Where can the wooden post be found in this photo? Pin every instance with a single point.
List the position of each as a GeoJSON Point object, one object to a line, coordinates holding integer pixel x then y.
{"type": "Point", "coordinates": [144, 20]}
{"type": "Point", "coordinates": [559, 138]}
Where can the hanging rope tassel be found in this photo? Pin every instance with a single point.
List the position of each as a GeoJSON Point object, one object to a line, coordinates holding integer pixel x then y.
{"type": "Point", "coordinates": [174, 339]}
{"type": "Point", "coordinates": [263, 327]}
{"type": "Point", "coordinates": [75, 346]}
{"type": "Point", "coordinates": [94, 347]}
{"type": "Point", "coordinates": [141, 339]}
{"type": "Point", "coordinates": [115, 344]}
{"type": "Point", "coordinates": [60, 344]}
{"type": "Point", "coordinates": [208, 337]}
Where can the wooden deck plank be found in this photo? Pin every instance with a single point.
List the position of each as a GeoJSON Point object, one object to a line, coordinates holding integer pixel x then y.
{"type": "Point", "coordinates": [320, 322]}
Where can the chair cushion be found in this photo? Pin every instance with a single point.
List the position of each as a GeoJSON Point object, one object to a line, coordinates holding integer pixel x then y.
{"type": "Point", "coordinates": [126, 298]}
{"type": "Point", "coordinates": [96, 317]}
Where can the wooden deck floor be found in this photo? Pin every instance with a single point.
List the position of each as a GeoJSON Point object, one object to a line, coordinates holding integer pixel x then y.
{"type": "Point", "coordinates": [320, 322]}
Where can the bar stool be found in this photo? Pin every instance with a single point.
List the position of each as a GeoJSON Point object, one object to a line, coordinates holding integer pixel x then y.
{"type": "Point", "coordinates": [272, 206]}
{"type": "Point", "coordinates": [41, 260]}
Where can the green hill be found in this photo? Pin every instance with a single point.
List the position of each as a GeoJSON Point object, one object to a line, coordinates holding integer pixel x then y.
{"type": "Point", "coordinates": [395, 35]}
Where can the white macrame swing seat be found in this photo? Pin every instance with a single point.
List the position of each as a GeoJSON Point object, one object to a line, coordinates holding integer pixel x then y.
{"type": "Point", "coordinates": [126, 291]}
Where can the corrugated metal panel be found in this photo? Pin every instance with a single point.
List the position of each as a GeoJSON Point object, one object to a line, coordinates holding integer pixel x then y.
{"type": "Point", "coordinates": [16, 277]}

::::

Recast the listing above as a numbered list, leaving out any blank lines.

_Task answer_
1. Where can the wooden post be found in this photo? Pin every instance with a single point.
2. List the position of each as a GeoJSON Point object, one object to a line, coordinates holding integer pixel x then y.
3. {"type": "Point", "coordinates": [144, 20]}
4. {"type": "Point", "coordinates": [559, 138]}
5. Where can the hanging rope tassel be found in this photo? Pin every instance with a single point.
6. List the position of each as a GeoJSON Point object, one object to a line, coordinates holding integer pixel x then y.
7. {"type": "Point", "coordinates": [174, 339]}
8. {"type": "Point", "coordinates": [263, 327]}
9. {"type": "Point", "coordinates": [75, 346]}
10. {"type": "Point", "coordinates": [94, 347]}
11. {"type": "Point", "coordinates": [141, 339]}
12. {"type": "Point", "coordinates": [115, 344]}
13. {"type": "Point", "coordinates": [60, 344]}
14. {"type": "Point", "coordinates": [208, 337]}
15. Where can the wooden deck plank be found in this photo? Pin every instance with a single point.
16. List the position of each as a GeoJSON Point object, one object to a line, coordinates holding integer pixel x then y.
17. {"type": "Point", "coordinates": [320, 322]}
18. Where can the chair cushion be found in this photo? Pin every instance with a single point.
19. List the position of each as a GeoJSON Point object, one object to a line, coordinates holding integer pixel x then y.
20. {"type": "Point", "coordinates": [126, 298]}
21. {"type": "Point", "coordinates": [96, 317]}
22. Where can the wooden deck floor be found in this photo? Pin every instance with a single point.
23. List the position of each as a GeoJSON Point object, one object to a line, coordinates holding integer pixel x then y.
24. {"type": "Point", "coordinates": [320, 322]}
25. Where can the bar stool be found in this photo? Pin every instance with a single point.
26. List the position of each as a GeoJSON Point object, one object to a line, coordinates holding integer pixel x then y.
27. {"type": "Point", "coordinates": [272, 206]}
28. {"type": "Point", "coordinates": [41, 260]}
29. Where can the green hill be found in this photo? Pin every instance with a single point.
30. List the position of each as a GeoJSON Point object, one object to a line, coordinates holding integer pixel x then y.
31. {"type": "Point", "coordinates": [395, 35]}
32. Where can the white macrame swing seat be found in this photo? Pin every instance with a single point.
33. List the position of each as a GeoJSON Point object, one object to a line, coordinates holding integer pixel x then y.
34. {"type": "Point", "coordinates": [126, 291]}
35. Where can the corrugated metal panel be found in this photo? Pin every instance with a single point.
36. List the position of each as a GeoJSON Point object, one object to a line, coordinates holding integer pixel x then y.
37. {"type": "Point", "coordinates": [16, 277]}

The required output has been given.